• **WORK INSTRUCTIONS**: Copy out exactly the lines from the line containing "Can you find the white dome" to the end of the listing.

===== RECORDED INFORMATION =====

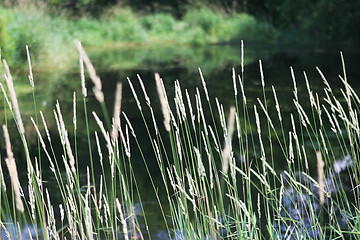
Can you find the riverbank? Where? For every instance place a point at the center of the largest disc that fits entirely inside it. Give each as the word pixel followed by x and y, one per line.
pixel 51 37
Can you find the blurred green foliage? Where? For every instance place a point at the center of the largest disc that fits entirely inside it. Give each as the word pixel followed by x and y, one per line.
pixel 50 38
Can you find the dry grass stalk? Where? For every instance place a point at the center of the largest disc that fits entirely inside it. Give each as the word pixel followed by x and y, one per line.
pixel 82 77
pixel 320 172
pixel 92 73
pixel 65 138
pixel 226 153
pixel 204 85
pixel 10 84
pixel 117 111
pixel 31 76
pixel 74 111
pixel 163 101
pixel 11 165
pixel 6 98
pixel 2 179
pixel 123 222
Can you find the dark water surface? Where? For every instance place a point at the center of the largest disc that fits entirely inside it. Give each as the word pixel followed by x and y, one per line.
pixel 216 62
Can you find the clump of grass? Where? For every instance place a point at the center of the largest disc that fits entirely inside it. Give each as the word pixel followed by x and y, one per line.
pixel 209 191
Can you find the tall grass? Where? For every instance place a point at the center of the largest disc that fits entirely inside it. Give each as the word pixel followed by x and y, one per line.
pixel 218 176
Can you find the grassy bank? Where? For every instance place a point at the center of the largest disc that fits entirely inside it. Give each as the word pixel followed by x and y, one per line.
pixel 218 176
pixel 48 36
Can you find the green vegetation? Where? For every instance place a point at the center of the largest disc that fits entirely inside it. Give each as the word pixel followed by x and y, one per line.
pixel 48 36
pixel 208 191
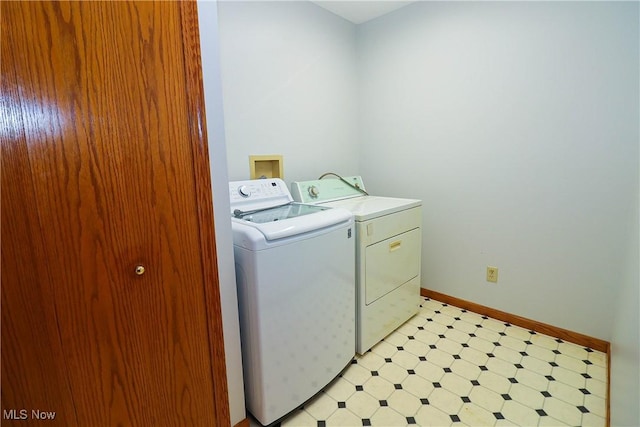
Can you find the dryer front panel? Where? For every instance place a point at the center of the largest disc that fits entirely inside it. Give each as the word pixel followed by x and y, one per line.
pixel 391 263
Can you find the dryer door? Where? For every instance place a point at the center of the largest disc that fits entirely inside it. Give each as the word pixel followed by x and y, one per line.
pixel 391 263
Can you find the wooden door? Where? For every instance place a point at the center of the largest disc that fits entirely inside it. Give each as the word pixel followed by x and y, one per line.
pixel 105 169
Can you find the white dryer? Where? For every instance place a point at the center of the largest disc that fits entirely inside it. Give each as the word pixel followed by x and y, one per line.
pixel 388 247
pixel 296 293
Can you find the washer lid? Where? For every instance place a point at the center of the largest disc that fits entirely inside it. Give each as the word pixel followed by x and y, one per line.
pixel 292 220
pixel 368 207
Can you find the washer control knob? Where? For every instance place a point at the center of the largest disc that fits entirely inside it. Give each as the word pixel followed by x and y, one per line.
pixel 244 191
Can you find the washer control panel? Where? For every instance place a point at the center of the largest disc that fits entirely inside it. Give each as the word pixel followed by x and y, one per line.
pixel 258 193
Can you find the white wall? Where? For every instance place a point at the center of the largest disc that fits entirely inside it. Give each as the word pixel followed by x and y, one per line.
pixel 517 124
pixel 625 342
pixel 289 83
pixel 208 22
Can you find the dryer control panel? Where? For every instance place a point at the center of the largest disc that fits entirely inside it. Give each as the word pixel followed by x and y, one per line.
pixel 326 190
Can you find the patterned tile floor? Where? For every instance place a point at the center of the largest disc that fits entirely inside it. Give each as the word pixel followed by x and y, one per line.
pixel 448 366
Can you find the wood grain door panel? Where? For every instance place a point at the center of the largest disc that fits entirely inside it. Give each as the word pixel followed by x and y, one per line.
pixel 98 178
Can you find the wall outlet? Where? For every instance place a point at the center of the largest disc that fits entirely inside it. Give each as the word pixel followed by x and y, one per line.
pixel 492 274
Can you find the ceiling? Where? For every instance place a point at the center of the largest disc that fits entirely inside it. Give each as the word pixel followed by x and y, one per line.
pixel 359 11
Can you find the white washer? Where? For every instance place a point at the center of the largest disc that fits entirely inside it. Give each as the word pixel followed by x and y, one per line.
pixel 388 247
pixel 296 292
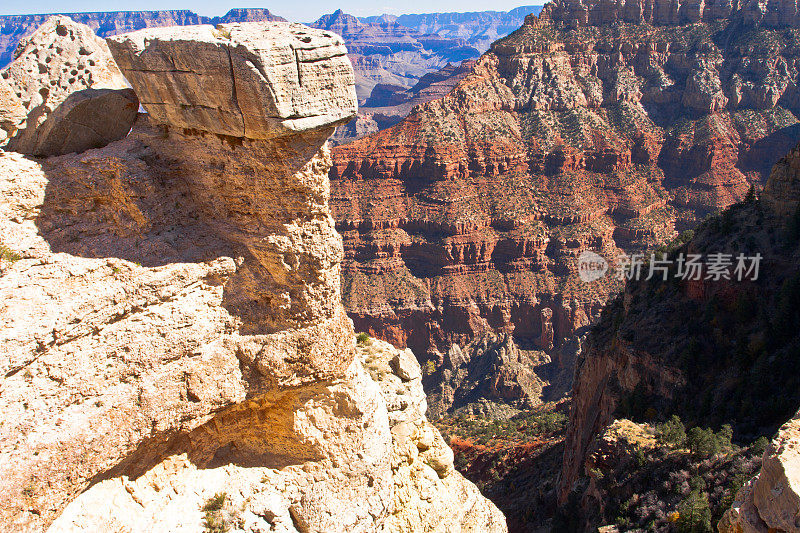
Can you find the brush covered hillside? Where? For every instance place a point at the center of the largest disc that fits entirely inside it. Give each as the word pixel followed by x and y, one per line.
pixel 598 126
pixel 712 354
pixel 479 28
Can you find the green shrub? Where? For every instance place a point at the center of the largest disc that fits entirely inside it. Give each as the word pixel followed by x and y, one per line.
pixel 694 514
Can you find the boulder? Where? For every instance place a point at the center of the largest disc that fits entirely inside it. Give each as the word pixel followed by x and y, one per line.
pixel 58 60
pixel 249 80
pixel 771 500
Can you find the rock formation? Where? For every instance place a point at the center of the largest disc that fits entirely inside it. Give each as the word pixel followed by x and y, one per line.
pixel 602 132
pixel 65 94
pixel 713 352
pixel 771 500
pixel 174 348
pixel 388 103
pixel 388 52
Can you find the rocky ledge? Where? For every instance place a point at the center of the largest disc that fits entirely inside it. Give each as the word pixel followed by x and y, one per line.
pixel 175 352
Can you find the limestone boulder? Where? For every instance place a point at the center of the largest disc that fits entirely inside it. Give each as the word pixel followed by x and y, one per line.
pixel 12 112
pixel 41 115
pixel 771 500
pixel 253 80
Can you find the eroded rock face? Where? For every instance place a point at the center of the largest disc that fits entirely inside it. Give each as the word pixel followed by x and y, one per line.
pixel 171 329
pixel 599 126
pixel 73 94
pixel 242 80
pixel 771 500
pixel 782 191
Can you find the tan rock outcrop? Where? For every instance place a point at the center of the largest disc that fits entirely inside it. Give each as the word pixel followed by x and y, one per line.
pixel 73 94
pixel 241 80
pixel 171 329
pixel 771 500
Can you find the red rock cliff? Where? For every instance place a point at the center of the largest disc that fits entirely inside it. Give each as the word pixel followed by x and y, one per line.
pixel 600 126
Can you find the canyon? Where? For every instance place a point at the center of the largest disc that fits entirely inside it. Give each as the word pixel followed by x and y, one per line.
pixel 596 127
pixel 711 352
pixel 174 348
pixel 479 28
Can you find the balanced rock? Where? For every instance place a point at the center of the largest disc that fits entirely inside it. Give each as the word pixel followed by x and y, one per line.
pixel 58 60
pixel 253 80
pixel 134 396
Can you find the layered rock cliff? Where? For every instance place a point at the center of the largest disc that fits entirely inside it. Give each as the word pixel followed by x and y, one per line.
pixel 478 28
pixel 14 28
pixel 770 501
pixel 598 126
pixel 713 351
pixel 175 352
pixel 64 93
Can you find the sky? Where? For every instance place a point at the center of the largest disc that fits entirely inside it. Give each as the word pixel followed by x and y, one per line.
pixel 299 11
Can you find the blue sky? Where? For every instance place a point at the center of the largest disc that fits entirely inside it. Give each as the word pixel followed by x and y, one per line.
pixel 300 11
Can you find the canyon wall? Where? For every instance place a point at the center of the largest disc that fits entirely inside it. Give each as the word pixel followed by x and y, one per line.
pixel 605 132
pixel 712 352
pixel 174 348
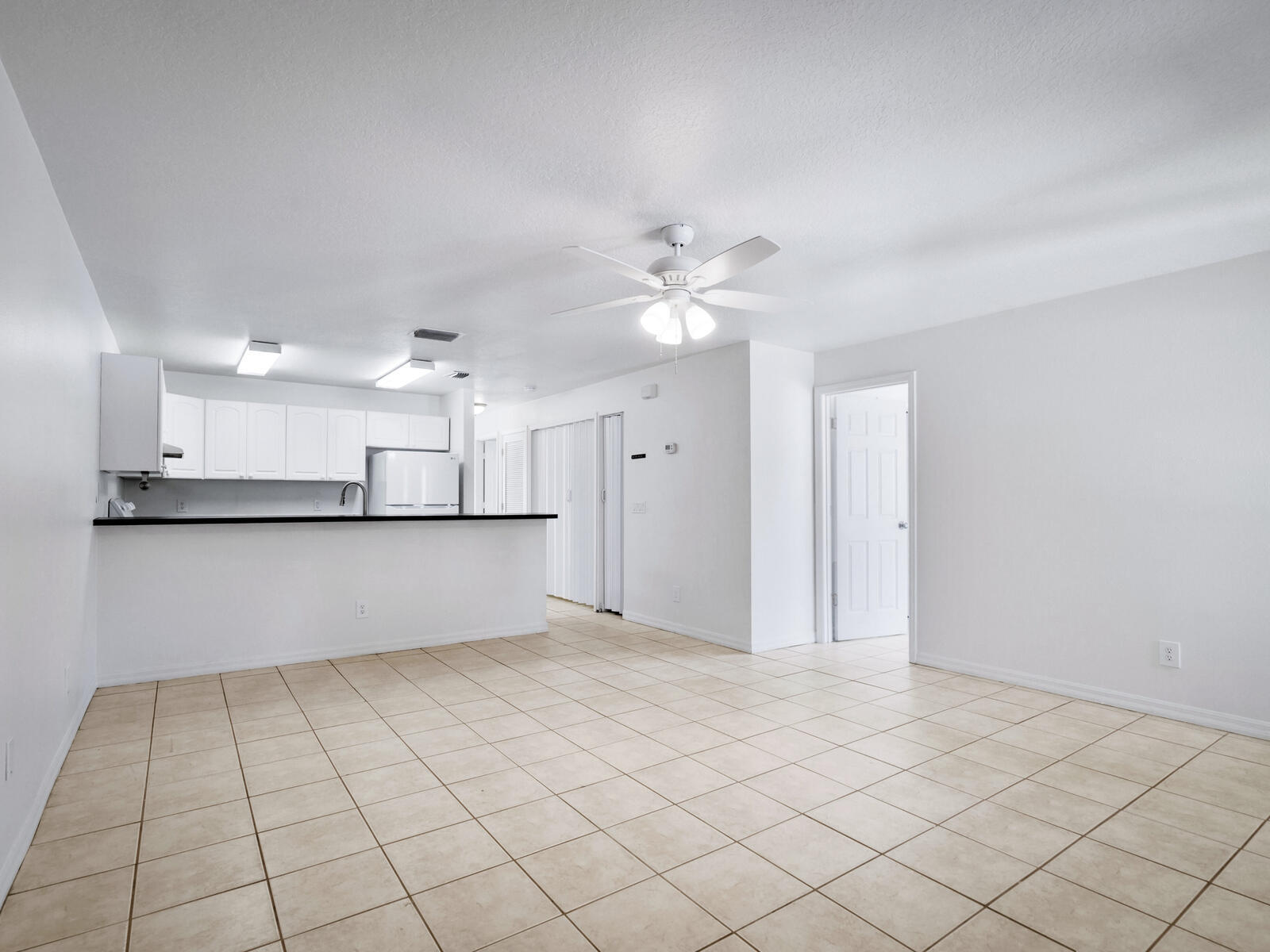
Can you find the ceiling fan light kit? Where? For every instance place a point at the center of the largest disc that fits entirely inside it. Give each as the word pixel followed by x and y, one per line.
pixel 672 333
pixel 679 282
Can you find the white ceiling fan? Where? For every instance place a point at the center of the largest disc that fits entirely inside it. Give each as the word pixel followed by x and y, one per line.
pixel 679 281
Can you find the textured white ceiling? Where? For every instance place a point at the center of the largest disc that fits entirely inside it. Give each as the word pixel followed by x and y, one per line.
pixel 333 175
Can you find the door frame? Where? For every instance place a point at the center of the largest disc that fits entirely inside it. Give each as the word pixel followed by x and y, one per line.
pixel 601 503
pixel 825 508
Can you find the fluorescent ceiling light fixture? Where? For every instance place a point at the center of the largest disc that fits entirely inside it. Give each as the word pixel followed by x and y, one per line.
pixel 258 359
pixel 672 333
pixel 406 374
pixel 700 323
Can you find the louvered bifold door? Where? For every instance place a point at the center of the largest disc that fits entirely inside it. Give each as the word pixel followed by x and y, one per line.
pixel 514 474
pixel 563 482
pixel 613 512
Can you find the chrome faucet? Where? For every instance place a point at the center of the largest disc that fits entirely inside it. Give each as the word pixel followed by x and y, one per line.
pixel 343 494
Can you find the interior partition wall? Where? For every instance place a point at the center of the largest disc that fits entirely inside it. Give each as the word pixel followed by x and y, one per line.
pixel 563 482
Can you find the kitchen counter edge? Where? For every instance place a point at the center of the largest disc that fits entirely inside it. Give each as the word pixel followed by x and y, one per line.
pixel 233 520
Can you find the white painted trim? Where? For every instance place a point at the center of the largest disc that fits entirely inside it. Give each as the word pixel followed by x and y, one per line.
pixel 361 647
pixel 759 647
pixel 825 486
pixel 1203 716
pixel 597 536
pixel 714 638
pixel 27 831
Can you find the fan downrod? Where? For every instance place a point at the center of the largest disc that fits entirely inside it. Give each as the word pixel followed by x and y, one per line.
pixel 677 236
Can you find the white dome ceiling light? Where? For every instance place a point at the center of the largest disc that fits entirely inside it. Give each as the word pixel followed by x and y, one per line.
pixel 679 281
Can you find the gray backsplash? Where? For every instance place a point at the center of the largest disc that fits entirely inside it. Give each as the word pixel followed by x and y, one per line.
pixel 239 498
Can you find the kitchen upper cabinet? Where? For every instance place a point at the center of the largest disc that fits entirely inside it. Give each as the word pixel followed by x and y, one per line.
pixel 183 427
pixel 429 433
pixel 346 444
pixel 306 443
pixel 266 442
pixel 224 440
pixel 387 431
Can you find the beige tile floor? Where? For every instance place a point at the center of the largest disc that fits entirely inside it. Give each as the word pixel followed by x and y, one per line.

=====

• **TASK SOLUTION**:
Can you find the white dome ceiling light? Where? For every instance place a point at the center of the largest disc that fits entirely inside it. Give each as the word pixel followed by x and y, one per line.
pixel 679 281
Can you find the gray backsplash? Where? For every instance place a point at the center of the largest disc that fits entirely inside it. Give each as the word pixel followed by x and y, one per line.
pixel 239 498
Can you find the kitchen upper cabinet? Where? For every instance place a point at the center of the largest disc that fits entirely inside it. Give each as the word pixel followed by x and y, one per line.
pixel 183 427
pixel 429 433
pixel 346 444
pixel 306 443
pixel 266 442
pixel 224 440
pixel 387 431
Can you find the beige tile floor? Where? For every instance place a point at the center of the largest disc that fits entirely inside it. Give each as the word pixel followed by x and y, one per line.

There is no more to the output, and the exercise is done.